▶ **Stated goal**
Rewrite every entry below with "trail-cam image" replaced by "camera frame". Keep everything else the same.

▶ **Records for the exercise**
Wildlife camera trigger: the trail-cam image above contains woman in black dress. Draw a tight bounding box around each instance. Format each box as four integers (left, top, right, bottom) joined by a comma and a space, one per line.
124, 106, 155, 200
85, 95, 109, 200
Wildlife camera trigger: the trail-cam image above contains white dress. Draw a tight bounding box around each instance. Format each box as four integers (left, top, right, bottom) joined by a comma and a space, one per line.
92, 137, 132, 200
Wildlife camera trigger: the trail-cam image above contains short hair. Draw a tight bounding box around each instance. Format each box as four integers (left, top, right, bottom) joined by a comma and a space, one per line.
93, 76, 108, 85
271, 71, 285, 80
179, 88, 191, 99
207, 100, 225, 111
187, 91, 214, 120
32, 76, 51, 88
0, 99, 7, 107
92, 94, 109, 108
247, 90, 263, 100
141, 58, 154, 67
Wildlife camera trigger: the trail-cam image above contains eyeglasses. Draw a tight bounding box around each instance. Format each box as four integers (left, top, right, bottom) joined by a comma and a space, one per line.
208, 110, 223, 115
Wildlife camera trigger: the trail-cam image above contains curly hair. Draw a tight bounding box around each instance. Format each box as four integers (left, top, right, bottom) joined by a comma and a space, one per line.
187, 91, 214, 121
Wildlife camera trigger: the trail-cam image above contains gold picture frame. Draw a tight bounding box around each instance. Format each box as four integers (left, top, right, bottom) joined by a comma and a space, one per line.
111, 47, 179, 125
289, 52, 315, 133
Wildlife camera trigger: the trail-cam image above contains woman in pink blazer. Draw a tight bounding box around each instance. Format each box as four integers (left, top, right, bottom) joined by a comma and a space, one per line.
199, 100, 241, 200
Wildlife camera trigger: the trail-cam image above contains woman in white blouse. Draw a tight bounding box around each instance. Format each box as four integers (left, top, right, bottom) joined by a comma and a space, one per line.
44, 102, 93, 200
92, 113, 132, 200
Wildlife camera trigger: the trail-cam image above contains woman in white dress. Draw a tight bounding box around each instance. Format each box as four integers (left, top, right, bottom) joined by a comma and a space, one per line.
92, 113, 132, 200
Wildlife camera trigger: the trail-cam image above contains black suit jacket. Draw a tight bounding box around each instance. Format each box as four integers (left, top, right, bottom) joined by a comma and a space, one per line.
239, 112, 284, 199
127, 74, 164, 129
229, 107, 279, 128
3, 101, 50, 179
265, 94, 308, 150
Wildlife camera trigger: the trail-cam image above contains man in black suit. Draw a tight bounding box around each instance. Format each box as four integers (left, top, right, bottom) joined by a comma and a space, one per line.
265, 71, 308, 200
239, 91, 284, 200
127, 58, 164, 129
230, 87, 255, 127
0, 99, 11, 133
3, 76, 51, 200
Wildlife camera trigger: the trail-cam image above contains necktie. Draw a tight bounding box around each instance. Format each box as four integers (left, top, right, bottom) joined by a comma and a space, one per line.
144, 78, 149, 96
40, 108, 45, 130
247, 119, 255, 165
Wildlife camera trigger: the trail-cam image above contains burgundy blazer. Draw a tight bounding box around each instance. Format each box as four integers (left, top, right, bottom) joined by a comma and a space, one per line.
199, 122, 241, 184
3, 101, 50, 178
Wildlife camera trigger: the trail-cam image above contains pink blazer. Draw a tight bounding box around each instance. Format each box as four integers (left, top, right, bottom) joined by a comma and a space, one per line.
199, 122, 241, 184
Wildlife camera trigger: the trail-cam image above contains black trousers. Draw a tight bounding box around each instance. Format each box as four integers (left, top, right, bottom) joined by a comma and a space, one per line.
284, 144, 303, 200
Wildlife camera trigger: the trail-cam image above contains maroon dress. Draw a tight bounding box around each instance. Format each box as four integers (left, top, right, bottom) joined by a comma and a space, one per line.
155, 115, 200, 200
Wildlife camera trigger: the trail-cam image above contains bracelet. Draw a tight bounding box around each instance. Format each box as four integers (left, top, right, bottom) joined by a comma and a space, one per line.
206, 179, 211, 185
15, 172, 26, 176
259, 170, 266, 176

▶ **Response to the task**
Wildlife camera trigger: the camera frame above contains woman in black dress. Draw a tight bounding box around each instance. Format each box as four integers (left, top, right, bottom) joined by a comma and a space, one per line.
124, 106, 155, 200
85, 95, 109, 200
Wildlife camera trigger: the camera frame above contains white dress. Draw a tight bounding box around each instance. Format each box as four integers (left, top, right, bottom) joined by a comma and a space, one per line.
92, 137, 132, 200
Wildlife camera trigger: the camera frame above contains short hair. Draw a tight bounding box around each instance. Format each box as four integers (left, top, right, bottom) joined by a comma and a space, one per line.
93, 76, 108, 85
271, 71, 285, 80
179, 88, 191, 99
207, 100, 225, 111
187, 91, 214, 120
32, 76, 51, 88
0, 99, 7, 107
92, 94, 109, 108
247, 90, 263, 100
141, 58, 154, 67
Wildlife camera trigger: the camera frame above contains eyeglasses. Draw a tight bounding box around each instance. Format each box as four integers (left, top, right, bottom) joined by a comma and a space, one per line.
208, 110, 223, 115
Wildlife camera trigger: the camera frame above contains curly hair. Draw a tight bounding box around each instance. Format each box as four integers (left, top, right, bottom) joined by a comma and a space, one per line.
187, 91, 214, 121
Wildlife camera trigger: the camera frame above contains gold picture frame. Draw a tight bounding box around each instance. Format each box as four integers (left, top, right, bottom) joined by a comma and a space, one per line.
111, 47, 179, 125
289, 52, 315, 133
Wildlife camera trigger: the camera frame above contains woman in pink blazer. Draw a tight bounding box around each instance. Format each box as four integers (left, top, right, bottom) joined by a comma and a space, one per line.
199, 100, 241, 200
Wildlife camera trigger: the camera frame above contains woman in white blouse. Draw a tight bounding box around each instance. Format each box as four integers (left, top, right, bottom) joined by a comma and a space, one per line.
44, 102, 93, 200
92, 113, 132, 200
Wildlife camera trigger: the camera frame above contains woman in white dress. Draw a tight bounding box around each instance. Format each box as four integers (left, top, right, bottom) joined by a comma and a space, one per line.
92, 113, 132, 200
Wildlife camera trigger: the camera frame above contains black suit jacket. Draw a tight bounding box around each instance. Format each box as four integers (left, top, right, bottom) joined by a comma and a space, one per line.
239, 112, 284, 199
127, 74, 164, 129
229, 107, 279, 128
3, 101, 50, 179
265, 94, 308, 150
Wildlife camera trigger: the camera frame above contains man in black suit. Draw a tight bounding box around each instance. Format each box as four integers (left, top, right, bottom) joined by a comma and a space, one per line.
265, 71, 308, 200
239, 91, 284, 200
127, 58, 164, 129
230, 87, 255, 127
0, 99, 11, 133
3, 76, 51, 200
Wildlife camera trigger: the camera frame above contains necktie. Draw a tight bounding box around each instance. Format each box as four integers (left, top, right, bottom) joined by a comma and a space, one per line.
144, 78, 149, 96
40, 108, 45, 130
247, 119, 255, 165
Wildlife camera trigger: the camera frame above contains burgundy blazer. Draw a tight bounding box around each instance. Format each box as four integers (left, top, right, bottom) joined by a comma and a space, one per line.
199, 122, 241, 184
3, 101, 50, 178
Wildlife camera trigger: the camera frame above contains pink blazer. Draw a tight bounding box around each instance. Format each box as four integers (left, top, right, bottom) joined by a comma and a space, one per line.
199, 122, 241, 184
Wildlife camera trigger: the camera frame above contains black trousers. Draw a tight bounding box around each instance. Format each box as four integers (left, top, right, bottom) joined by a comma and a space, one per line.
284, 144, 303, 200
Wildlife camera trigger: the camera frame above contains maroon dress. Draw a tight bounding box around each instance. Format each box as four integers (left, top, right, bottom) joined by a comma and a space, one per line.
155, 115, 200, 200
Wildlife camera trigger: the camera frame above contains bracelet. Draw a tight bounding box around each instance. Format each box as four integers (left, top, right, bottom) joined by a comma and a space, one per line.
206, 179, 211, 185
15, 172, 26, 176
259, 170, 266, 176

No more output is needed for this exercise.